WHY ARE JOBS increasing, but wages falling? Mexican immigrants are changing destinations, bypassing high-cost cities on the coasts and flocking to small towns in rural America. There, they manage to find work in low-wage industries, but their greater numbers make it easier for employers to keep salaries low. "Fifteen years ago nearly 60% of Mexican immigrants worked in California," says Gordon Hanson, economics professor at the University of California at San Diego. "Today it's barely 40%." The "Mexicanization" of the U.S. job ladder's lower rungs raises important political and economic questions. Will support diminish for minimum-wage increases when most low-wage earners are immigrants who can't vote? As industries like construction, food service, lodging and landscaping grow dependent on imported labor, will they face labor shortages if border security is tightened.

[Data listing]
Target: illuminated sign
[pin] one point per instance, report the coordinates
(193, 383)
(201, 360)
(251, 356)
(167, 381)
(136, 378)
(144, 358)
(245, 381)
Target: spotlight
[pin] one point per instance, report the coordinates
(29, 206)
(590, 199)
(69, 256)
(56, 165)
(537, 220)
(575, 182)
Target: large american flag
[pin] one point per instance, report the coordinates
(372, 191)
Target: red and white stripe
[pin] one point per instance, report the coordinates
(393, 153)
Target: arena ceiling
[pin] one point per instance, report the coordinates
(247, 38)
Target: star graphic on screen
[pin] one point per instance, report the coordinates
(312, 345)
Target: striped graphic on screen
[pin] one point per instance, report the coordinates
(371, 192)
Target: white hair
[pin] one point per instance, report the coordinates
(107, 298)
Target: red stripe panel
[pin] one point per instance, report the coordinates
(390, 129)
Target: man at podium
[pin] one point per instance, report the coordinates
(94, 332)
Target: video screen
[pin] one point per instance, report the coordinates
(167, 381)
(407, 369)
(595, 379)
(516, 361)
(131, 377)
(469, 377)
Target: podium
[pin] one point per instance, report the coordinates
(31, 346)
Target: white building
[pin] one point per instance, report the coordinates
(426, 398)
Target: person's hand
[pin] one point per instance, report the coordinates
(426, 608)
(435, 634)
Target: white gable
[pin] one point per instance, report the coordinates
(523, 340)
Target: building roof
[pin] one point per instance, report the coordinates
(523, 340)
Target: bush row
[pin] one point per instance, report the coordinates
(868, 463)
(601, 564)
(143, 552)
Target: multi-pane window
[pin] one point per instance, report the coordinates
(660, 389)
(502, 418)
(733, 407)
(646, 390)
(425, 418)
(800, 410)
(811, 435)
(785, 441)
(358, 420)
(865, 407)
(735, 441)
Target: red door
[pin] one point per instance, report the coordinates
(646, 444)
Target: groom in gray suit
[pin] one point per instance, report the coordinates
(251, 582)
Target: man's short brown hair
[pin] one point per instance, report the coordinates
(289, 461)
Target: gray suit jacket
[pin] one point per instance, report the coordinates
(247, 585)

AIM
Transcribe the passage on Mexican immigrant labor in full, word for word. The items above bear no relation to the passage on Mexican immigrant labor.

TASK RESPONSE
WHY ARE JOBS increasing, but wages falling? Mexican immigrants are changing destinations, bypassing high-cost cities on the coasts and flocking to small towns in rural America. There, they manage to find work in low-wage industries, but their greater numbers make it easier for employers to keep salaries low. "Fifteen years ago nearly 60% of Mexican immigrants worked in California," says Gordon Hanson, economics professor at the University of California at San Diego. "Today it's barely 40%." The "Mexicanization" of the U.S. job ladder's lower rungs raises important political and economic questions. Will support diminish for minimum-wage increases when most low-wage earners are immigrants who can't vote? As industries like construction, food service, lodging and landscaping grow dependent on imported labor, will they face labor shortages if border security is tightened.